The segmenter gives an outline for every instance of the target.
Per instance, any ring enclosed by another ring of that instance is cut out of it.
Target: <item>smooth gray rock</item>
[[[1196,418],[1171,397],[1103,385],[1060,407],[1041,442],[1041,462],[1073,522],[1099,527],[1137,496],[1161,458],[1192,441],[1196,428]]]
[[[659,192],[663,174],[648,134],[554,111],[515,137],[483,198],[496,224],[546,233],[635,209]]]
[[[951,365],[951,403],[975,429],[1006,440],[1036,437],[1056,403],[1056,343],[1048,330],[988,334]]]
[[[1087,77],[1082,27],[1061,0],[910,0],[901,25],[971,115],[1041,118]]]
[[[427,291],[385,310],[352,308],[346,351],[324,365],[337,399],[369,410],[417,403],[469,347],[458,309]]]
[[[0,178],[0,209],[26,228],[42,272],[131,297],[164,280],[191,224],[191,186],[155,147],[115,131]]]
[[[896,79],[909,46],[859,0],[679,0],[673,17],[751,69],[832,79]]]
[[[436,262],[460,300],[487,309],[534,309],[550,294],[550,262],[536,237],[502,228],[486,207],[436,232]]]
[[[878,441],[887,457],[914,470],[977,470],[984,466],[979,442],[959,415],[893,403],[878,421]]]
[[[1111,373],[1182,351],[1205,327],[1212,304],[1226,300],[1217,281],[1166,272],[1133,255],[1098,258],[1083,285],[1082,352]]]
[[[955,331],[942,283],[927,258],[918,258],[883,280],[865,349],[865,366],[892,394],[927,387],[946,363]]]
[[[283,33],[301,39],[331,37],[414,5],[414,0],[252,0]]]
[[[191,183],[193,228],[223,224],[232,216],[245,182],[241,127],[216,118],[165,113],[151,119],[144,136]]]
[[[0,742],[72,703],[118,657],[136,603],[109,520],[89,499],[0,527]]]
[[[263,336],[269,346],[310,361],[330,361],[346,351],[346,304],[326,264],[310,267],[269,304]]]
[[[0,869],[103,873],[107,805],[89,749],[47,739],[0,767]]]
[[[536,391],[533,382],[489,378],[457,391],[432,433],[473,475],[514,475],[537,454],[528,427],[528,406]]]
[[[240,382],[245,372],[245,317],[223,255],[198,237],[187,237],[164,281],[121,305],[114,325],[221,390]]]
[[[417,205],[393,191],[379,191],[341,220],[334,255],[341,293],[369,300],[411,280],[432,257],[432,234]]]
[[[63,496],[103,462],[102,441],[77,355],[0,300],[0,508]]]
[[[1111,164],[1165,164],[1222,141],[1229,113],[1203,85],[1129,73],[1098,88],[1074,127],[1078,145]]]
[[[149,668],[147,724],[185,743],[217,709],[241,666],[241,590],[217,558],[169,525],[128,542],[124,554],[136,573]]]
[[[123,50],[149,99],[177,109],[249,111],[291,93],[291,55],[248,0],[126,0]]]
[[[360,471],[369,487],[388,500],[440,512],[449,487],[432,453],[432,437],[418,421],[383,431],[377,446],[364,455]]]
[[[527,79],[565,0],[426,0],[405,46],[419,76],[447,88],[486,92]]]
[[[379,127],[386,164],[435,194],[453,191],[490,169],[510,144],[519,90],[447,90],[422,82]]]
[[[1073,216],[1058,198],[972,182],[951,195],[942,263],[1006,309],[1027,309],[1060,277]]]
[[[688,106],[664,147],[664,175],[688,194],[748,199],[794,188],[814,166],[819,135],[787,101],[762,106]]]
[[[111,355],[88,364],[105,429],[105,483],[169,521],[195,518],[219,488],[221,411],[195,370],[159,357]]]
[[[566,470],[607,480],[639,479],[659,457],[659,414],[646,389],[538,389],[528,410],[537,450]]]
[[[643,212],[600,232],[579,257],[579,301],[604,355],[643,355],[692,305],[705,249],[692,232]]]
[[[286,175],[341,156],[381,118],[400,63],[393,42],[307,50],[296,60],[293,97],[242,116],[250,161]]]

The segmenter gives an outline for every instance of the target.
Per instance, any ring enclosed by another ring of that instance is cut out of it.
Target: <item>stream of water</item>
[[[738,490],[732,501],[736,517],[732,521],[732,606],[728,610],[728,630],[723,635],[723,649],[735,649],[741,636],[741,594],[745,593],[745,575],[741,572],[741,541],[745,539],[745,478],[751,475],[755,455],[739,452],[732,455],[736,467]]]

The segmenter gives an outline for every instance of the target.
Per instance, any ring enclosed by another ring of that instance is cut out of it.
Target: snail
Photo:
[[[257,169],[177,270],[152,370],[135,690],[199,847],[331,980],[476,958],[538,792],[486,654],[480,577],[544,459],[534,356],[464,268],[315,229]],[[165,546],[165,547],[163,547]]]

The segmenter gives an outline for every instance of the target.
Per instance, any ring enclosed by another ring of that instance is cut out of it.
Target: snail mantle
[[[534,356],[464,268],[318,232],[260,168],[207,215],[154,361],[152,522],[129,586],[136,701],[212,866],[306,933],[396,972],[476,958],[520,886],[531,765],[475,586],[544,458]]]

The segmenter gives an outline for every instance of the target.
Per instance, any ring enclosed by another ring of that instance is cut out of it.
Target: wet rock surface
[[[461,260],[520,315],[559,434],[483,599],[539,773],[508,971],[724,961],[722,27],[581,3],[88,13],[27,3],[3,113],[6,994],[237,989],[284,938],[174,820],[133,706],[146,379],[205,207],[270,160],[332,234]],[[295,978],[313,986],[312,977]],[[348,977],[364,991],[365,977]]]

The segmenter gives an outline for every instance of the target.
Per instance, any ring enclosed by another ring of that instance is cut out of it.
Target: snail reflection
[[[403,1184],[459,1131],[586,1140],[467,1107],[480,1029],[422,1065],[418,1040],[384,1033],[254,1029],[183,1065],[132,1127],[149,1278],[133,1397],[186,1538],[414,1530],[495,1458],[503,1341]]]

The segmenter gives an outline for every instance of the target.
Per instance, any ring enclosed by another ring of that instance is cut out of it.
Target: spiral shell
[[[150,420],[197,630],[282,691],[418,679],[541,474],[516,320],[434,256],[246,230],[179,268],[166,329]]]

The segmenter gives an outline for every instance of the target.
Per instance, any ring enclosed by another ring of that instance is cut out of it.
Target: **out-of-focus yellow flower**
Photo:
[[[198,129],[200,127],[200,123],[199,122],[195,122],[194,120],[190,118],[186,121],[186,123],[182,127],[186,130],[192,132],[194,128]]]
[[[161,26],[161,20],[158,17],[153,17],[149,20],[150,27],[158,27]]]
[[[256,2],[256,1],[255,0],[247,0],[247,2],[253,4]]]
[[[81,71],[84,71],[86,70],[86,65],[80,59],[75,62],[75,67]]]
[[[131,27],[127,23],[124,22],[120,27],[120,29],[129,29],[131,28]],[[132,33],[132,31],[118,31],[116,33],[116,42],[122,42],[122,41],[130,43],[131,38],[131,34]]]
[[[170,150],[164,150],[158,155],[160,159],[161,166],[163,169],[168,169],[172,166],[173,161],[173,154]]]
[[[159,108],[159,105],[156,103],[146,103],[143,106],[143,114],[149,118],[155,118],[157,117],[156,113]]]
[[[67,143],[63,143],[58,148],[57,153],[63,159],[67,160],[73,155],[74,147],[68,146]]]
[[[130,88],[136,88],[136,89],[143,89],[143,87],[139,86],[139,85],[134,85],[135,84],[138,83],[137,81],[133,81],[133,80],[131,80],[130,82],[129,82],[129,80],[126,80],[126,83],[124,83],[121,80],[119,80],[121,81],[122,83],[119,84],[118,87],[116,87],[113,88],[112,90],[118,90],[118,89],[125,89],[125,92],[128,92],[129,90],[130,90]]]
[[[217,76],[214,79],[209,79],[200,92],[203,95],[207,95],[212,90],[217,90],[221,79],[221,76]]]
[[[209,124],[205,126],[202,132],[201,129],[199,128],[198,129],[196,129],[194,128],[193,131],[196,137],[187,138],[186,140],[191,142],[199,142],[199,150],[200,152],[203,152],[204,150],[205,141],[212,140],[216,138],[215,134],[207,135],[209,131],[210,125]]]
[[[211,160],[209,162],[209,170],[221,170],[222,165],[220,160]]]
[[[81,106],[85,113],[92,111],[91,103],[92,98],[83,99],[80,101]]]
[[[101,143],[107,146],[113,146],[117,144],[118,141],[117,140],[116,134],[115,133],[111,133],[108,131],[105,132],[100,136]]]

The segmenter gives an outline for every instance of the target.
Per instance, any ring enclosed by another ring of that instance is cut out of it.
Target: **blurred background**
━━━
課題の目的 ▸ 上の行から「item」という語を含む行をすべて抜き出し、そのまま書き写すこと。

解答 ▸
Target: <item>smooth gray rock</item>
Target: <item>stream of water</item>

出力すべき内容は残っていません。